=== What you will do ===
In the records below, copy out the lines between the line holding "Where can you see the pointed" and the line holding "[[291, 188], [171, 237], [178, 280]]", inclusive.

Collected data:
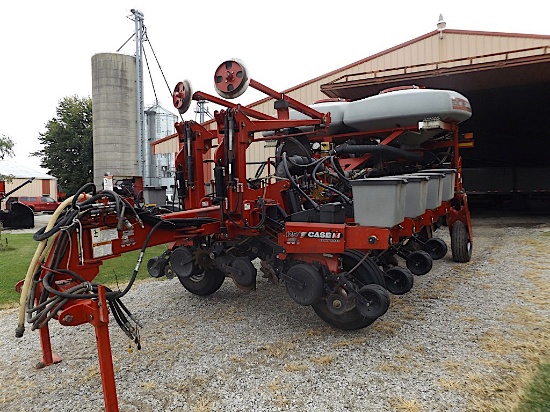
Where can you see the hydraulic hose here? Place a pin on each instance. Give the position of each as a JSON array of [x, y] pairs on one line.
[[380, 149], [33, 267]]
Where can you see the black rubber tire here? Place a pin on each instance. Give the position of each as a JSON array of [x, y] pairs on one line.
[[399, 280], [368, 273], [205, 283], [419, 262], [436, 247], [461, 245]]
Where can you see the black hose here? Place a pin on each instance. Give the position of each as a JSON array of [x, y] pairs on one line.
[[342, 195], [296, 185], [380, 149]]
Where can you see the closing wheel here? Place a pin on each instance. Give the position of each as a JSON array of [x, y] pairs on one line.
[[182, 96], [181, 261], [231, 79], [437, 248], [305, 285], [366, 274], [245, 275], [205, 283], [461, 244], [399, 280], [419, 262], [375, 302]]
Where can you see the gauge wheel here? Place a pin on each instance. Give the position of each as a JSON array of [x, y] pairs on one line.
[[419, 262], [436, 247], [461, 244], [366, 274], [203, 284], [399, 280]]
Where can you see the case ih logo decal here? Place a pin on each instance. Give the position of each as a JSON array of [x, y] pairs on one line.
[[323, 235], [332, 236]]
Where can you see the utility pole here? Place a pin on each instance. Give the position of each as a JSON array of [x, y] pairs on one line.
[[143, 146]]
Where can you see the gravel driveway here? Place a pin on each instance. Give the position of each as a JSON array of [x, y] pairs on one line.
[[466, 338]]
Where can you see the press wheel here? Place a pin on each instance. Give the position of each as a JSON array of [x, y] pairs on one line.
[[437, 248], [205, 283], [366, 274]]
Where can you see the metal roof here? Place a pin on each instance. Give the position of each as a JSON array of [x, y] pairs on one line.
[[508, 66], [8, 168]]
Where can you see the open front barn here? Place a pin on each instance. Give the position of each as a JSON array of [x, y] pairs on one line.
[[505, 76]]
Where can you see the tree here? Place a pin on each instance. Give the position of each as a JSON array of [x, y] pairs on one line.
[[68, 147], [6, 147], [6, 150]]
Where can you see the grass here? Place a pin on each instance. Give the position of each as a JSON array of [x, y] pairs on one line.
[[18, 249], [538, 392]]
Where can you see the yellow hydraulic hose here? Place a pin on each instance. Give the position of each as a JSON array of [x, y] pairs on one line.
[[37, 258]]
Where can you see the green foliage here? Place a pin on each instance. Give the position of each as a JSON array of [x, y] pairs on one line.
[[538, 394], [68, 146], [15, 259], [6, 150], [6, 147]]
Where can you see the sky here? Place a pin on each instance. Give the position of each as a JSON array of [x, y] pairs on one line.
[[46, 46]]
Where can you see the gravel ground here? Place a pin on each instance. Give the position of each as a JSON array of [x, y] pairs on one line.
[[466, 338]]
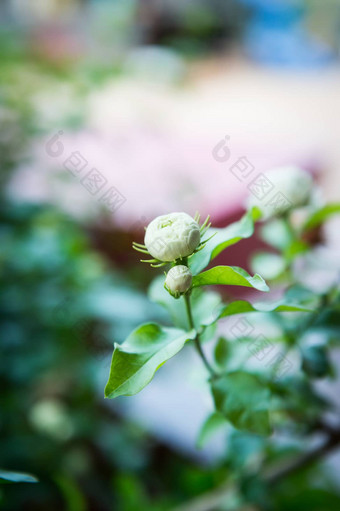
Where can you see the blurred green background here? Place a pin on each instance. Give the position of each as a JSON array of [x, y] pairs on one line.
[[70, 283]]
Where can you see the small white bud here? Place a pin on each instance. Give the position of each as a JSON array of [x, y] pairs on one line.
[[178, 280], [171, 237]]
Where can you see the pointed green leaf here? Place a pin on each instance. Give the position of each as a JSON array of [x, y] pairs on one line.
[[222, 239], [320, 216], [229, 276], [242, 306], [213, 423], [244, 400], [135, 362]]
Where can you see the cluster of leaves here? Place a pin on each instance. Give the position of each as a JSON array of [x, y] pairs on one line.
[[248, 395]]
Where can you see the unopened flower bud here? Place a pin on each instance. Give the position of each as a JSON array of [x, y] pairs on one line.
[[178, 280], [291, 188], [173, 236]]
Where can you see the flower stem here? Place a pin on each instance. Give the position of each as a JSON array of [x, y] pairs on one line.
[[197, 337]]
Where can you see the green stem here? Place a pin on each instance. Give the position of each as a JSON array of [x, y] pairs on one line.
[[197, 337]]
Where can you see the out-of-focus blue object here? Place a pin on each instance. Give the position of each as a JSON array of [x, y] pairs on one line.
[[276, 36]]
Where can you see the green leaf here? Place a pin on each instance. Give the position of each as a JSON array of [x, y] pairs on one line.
[[277, 234], [222, 352], [204, 304], [242, 306], [229, 276], [7, 476], [244, 400], [213, 423], [320, 216], [223, 238], [315, 361], [270, 265], [135, 362]]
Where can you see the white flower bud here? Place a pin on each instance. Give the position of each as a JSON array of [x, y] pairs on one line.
[[291, 188], [171, 237], [178, 280]]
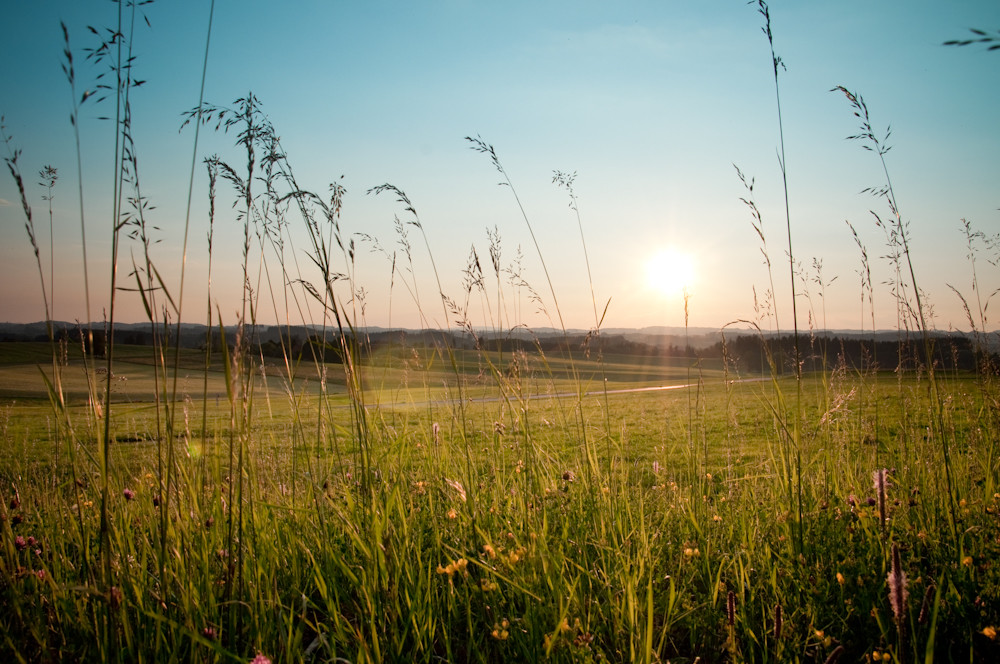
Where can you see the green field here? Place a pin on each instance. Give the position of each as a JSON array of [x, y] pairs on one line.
[[451, 510]]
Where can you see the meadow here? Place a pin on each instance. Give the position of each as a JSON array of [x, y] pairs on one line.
[[482, 501]]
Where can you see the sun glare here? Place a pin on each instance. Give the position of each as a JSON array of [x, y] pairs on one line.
[[671, 272]]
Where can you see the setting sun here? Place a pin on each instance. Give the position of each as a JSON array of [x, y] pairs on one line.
[[670, 271]]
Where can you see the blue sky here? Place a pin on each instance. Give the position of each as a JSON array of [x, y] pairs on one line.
[[651, 103]]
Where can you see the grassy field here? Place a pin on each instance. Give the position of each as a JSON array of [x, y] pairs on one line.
[[634, 526], [445, 501]]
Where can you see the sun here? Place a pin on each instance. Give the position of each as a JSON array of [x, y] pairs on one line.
[[671, 272]]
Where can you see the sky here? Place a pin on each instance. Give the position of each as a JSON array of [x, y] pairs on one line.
[[651, 104]]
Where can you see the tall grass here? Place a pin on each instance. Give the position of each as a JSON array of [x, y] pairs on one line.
[[444, 498]]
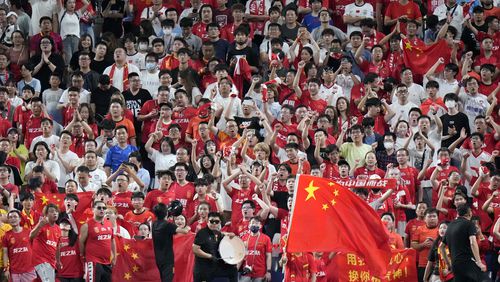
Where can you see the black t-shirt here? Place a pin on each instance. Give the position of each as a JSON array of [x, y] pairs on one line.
[[135, 102], [101, 99], [458, 121], [457, 238], [163, 233], [208, 240], [100, 66]]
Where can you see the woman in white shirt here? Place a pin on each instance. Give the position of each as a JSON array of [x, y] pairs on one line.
[[69, 26], [51, 168]]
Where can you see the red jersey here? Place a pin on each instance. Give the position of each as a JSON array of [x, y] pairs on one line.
[[238, 196], [257, 246], [122, 202], [183, 117], [19, 251], [409, 176], [396, 10], [67, 113], [45, 245], [183, 193], [421, 235], [318, 105], [193, 205], [33, 129], [157, 196], [365, 171], [412, 226], [300, 267], [70, 259], [99, 240], [29, 220], [200, 29], [137, 218]]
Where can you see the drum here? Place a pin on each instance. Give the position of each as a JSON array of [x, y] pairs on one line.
[[232, 251]]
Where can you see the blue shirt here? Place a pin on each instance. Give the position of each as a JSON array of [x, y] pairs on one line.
[[116, 156]]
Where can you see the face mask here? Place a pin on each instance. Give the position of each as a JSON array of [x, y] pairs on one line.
[[143, 46], [388, 145], [150, 66], [450, 104], [254, 229]]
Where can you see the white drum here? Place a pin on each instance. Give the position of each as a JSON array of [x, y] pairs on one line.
[[232, 251]]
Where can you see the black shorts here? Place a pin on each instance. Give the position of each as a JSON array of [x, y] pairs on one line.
[[96, 272]]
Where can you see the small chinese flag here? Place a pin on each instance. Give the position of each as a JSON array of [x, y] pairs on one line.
[[327, 217], [420, 58]]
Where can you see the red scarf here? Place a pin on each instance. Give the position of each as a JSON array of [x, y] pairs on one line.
[[125, 75]]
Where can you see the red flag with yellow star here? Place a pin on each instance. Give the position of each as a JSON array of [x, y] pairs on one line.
[[135, 261], [327, 217], [420, 58]]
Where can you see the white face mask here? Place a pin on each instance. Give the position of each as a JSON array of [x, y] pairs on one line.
[[388, 145], [143, 46], [167, 31], [450, 104]]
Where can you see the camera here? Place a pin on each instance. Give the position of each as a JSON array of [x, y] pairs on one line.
[[247, 269]]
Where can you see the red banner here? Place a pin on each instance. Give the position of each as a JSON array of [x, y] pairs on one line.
[[135, 261], [368, 183], [350, 267]]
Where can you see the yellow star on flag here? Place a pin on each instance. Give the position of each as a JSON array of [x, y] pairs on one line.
[[310, 190]]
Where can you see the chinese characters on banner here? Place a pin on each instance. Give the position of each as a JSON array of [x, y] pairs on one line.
[[401, 268], [367, 183]]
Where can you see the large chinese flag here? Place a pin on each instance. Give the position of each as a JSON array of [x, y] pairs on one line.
[[135, 261], [183, 257], [327, 217], [420, 58]]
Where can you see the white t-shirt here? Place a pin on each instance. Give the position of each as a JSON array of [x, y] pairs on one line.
[[150, 82], [118, 76], [69, 24], [52, 141], [353, 10], [137, 59]]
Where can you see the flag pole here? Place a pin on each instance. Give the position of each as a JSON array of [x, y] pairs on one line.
[[295, 186]]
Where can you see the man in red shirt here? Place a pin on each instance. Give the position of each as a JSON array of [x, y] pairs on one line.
[[32, 127], [140, 214], [17, 251], [257, 263], [183, 189], [424, 239], [97, 245], [45, 237], [163, 194]]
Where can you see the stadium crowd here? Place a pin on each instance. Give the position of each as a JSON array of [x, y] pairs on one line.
[[217, 105]]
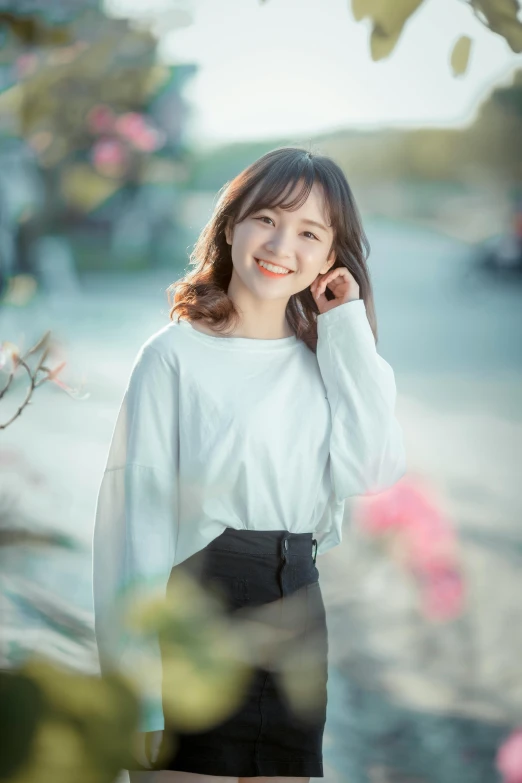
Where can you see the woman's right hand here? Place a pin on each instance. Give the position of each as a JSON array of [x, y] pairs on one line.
[[147, 741]]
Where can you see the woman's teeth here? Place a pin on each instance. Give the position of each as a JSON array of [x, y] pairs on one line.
[[271, 268]]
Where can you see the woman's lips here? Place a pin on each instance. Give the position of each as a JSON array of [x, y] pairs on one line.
[[270, 274]]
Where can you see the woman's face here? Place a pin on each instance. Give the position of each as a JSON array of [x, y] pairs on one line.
[[293, 240]]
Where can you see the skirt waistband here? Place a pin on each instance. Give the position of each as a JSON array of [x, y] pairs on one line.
[[265, 542]]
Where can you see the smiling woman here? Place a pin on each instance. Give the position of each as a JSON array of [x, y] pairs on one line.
[[233, 455], [267, 213]]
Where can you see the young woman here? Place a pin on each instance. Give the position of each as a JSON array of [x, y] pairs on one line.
[[246, 423]]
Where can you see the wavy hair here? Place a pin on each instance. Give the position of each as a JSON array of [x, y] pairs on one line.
[[202, 292]]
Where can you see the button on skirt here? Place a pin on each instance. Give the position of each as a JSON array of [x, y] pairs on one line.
[[265, 735]]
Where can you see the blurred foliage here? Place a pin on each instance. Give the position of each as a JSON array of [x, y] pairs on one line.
[[491, 145], [389, 17], [60, 725], [12, 358]]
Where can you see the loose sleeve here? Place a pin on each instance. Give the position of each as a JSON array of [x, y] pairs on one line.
[[366, 447], [136, 522]]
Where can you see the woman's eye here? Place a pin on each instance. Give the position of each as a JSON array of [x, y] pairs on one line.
[[265, 217]]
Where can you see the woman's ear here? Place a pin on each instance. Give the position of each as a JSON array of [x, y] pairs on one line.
[[328, 264], [228, 233]]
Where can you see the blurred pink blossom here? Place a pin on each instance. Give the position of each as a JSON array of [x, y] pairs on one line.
[[409, 514], [109, 155], [443, 594], [509, 758], [139, 132]]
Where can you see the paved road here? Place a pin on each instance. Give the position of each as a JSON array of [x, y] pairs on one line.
[[454, 343]]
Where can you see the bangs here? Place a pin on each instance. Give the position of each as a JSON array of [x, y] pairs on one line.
[[275, 185]]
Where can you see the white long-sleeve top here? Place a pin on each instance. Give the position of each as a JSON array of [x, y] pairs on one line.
[[252, 434]]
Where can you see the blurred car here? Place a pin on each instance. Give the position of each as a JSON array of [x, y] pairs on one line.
[[502, 255]]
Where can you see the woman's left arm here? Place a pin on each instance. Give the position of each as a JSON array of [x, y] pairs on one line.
[[366, 448]]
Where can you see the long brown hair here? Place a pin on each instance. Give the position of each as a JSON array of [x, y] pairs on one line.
[[202, 292]]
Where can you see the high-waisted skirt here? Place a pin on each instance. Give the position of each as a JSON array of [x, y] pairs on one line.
[[265, 735]]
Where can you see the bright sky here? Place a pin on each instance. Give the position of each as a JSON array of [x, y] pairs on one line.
[[298, 67]]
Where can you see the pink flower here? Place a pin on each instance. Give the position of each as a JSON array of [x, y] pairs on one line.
[[109, 157], [101, 119], [427, 545], [443, 595], [509, 758]]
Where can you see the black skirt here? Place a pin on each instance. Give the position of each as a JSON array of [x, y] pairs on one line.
[[265, 736]]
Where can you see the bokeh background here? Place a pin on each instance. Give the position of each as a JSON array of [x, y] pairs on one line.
[[119, 123]]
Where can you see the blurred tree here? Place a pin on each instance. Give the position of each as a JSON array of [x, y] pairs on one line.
[[389, 18]]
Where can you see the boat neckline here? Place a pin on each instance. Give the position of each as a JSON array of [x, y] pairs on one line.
[[250, 343]]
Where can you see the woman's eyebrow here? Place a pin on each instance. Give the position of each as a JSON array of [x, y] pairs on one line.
[[303, 220], [314, 223]]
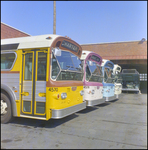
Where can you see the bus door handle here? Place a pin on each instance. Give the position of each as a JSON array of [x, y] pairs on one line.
[[25, 93]]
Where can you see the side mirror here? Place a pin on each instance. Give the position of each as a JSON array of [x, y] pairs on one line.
[[57, 52]]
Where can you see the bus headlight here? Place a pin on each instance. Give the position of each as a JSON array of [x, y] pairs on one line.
[[63, 95], [82, 93]]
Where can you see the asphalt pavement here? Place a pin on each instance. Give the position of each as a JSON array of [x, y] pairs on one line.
[[119, 124]]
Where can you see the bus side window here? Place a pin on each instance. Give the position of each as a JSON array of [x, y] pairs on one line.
[[55, 68], [42, 61], [7, 60]]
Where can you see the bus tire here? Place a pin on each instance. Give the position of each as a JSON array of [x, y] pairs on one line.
[[6, 109]]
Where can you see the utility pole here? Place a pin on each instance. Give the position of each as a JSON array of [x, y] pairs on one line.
[[54, 17]]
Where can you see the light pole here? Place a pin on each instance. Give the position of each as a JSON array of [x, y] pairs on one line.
[[54, 17]]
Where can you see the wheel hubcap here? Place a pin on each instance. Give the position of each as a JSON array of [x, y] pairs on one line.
[[3, 107]]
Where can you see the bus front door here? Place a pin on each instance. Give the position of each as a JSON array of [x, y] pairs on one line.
[[33, 89]]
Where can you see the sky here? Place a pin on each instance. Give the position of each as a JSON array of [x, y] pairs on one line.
[[86, 22]]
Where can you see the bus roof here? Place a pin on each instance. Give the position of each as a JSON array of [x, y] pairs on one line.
[[108, 63], [130, 71], [30, 41]]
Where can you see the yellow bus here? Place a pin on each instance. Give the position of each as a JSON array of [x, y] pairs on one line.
[[41, 77]]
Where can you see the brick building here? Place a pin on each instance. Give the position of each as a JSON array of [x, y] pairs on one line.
[[129, 55]]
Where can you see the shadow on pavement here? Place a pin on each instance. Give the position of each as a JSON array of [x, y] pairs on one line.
[[51, 123]]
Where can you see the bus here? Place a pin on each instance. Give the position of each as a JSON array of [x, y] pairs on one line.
[[118, 80], [130, 80], [41, 77], [93, 77], [108, 80]]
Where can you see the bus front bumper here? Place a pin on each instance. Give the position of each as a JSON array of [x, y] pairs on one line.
[[111, 98], [61, 113], [126, 89], [95, 102]]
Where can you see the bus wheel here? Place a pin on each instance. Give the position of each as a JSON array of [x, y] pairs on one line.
[[6, 109]]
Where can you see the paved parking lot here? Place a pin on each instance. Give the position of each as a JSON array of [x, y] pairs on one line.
[[117, 124]]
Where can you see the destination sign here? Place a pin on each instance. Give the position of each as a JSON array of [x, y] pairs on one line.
[[95, 58], [69, 46]]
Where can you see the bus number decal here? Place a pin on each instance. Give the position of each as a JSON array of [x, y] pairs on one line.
[[53, 89]]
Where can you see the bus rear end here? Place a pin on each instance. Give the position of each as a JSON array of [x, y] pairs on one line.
[[130, 80]]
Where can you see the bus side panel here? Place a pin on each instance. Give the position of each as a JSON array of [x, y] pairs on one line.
[[53, 102], [108, 91], [118, 88], [97, 94], [12, 81]]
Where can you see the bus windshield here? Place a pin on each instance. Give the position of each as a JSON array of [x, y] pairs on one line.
[[108, 75], [66, 67], [93, 72]]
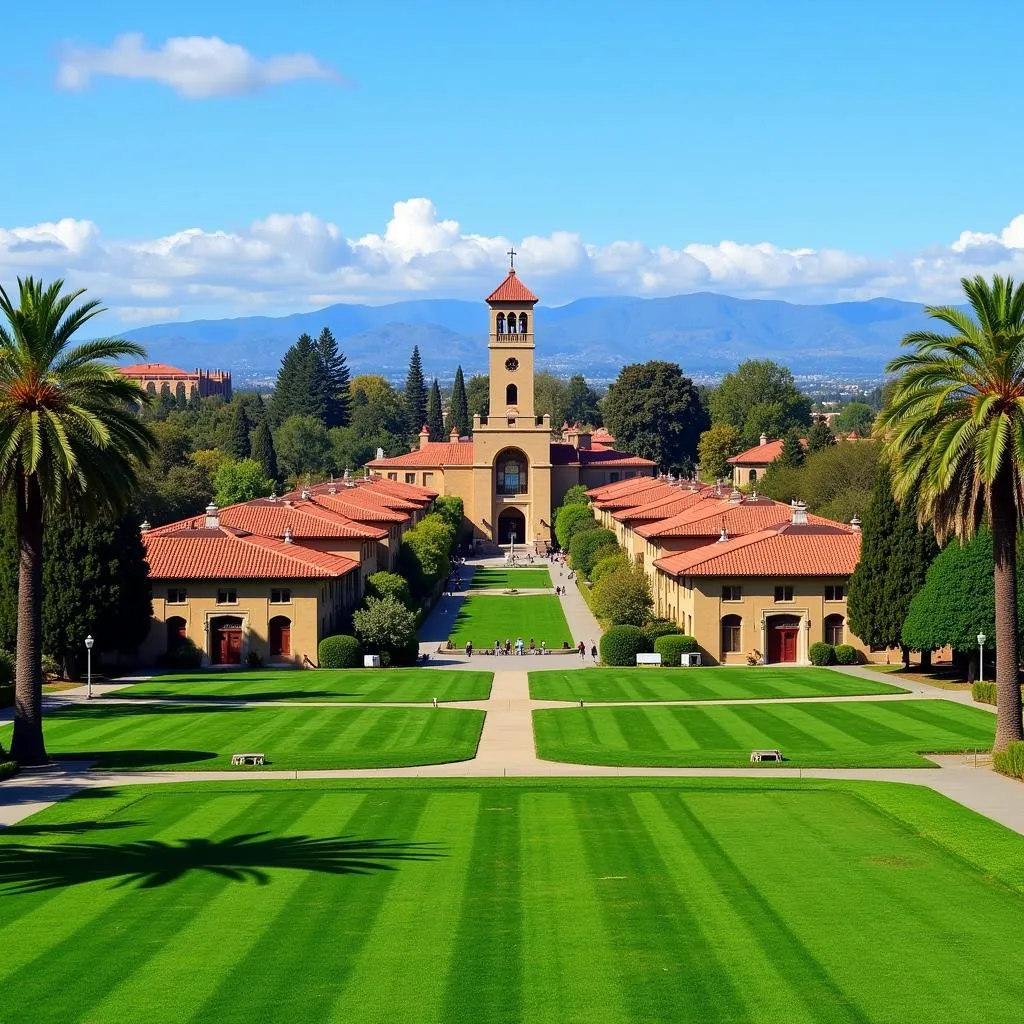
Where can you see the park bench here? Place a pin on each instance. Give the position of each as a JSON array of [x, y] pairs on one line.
[[245, 759]]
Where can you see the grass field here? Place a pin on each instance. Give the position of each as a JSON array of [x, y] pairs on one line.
[[183, 737], [698, 684], [487, 617], [599, 902], [320, 684], [842, 734]]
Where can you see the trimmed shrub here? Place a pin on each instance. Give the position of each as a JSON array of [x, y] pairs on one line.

=== Final result ===
Where can you see the pointed green leaf here? Place a pin on each instance. Give the position of each as a JSON array of [x, y] pairs on one line.
[[222, 239], [320, 216], [229, 276], [242, 306], [213, 423], [244, 400], [135, 362]]
Where can you see the cluster of leaves here? Place a pin on each instance. Give the position of each as a JSON array of [x, y] pairs on one line.
[[248, 395]]
Where can you see the unopened flower bud here? Place a pin on each instance. Give the position of each as a JSON array of [x, y] pairs on one line.
[[178, 280], [291, 188], [173, 236]]
Where can you see the flower stem here? Place a pin on each instance. Give the position of each as a JSON array of [x, y] pairs on one line.
[[197, 337]]
Where can you see the green stem here? Place a pin on each instance. Give the position of each as a JSON array of [x, y] pairs on one line.
[[197, 337]]
Where can you see the out-of-focus blue object here? Place a pin on each instance. Give the position of each as a JSON array of [x, y] pairs on one line.
[[276, 36]]
Where can you see the green leaf here? Place a pin on each instance. Give the position of each as a JSON array of [x, y] pairs on one line.
[[277, 234], [222, 352], [204, 304], [242, 306], [229, 276], [7, 476], [244, 400], [213, 423], [320, 216], [223, 238], [315, 361], [270, 265], [135, 362]]
Where can you see the white flower bud here? Place a pin on each instance. Give the position of each as a JSON array of [x, y] pairs on one line.
[[291, 188], [171, 237], [178, 280]]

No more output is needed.